Dans le cadre de mes jours toujours moins cyniques, je tente de donner un sens à mon existence immédiate.
Grosso modo, je travaille dans un bureau stéréotypé sur plusieurs plans.
Comment aborder le bureau? J’y ai longuement songé, puisque j’ai un peu envie d’être juste, mais aussi de complaire mes lecteurs dans les tragédies du quotidien typiquement 9 à 5. Ce qui ressort de mes réflexions est que cet univers est trop vaste pour le décrier en un simple article. Voici donc une petite introduction en douceur pour les chroniques à venir.
Mon emploi actuel me désigne un bureau, faisant parti intégrante d’une cage de six personnes. Oui, une cage, c’est bien le terme utilisé.
Pourquoi? Sans en être totalement sûre, mon intuition me dit que c’est parce qu’anciennement, en finance du moins, les gens travaillaient dans des voûtes où étaient entreposés des milliers de valeurs physiques.

§ **Données enregistrées**:
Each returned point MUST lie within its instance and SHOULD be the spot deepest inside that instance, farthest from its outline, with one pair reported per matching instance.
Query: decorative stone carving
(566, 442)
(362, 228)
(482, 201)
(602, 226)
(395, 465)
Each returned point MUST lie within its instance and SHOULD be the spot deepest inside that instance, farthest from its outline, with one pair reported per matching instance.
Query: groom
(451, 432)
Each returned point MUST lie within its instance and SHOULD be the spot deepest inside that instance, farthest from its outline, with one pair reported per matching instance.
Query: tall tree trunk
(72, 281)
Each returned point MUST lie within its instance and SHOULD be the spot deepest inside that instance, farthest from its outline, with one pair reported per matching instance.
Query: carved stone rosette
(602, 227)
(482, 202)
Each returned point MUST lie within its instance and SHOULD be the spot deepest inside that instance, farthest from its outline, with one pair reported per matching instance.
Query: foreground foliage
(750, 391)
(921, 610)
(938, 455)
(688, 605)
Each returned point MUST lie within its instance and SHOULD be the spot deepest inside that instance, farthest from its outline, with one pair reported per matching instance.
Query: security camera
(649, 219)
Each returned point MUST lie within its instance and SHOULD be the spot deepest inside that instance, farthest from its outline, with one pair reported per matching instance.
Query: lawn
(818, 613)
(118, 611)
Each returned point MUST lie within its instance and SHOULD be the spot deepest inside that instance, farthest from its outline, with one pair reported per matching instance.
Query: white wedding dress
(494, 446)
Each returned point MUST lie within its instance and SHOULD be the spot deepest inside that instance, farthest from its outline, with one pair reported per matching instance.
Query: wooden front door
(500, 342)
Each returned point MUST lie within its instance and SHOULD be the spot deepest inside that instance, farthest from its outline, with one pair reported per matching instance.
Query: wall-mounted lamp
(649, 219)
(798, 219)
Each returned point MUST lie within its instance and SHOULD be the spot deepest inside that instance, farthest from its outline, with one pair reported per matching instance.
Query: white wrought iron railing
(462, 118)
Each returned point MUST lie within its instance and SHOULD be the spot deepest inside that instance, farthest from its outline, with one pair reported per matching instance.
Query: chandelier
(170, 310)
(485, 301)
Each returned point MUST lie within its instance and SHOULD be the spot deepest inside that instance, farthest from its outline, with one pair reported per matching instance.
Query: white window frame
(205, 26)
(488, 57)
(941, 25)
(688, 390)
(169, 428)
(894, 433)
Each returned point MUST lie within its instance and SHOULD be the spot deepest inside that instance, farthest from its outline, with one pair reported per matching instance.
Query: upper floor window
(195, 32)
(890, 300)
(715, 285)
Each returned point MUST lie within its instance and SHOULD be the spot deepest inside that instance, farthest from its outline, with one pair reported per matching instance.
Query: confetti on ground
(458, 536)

§ **Travail demandé**: Résumez en deux phrases le paragraphe du texte cité qui commence par « Comment aborder le bureau? », en gardant ses idées principales. Les entrées proviennent d'une autre source.

§ **Résultat attendu**: La façon d'aborder le bureau a fait l'objet d'une longue réflexion, avec le souhait d'être juste tout en plaisant aux lecteurs par les tragédies du quotidien de 9 à 5. Ce monde étant trop vaste pour un seul article, ce texte sert d'introduction en douceur aux chroniques à venir.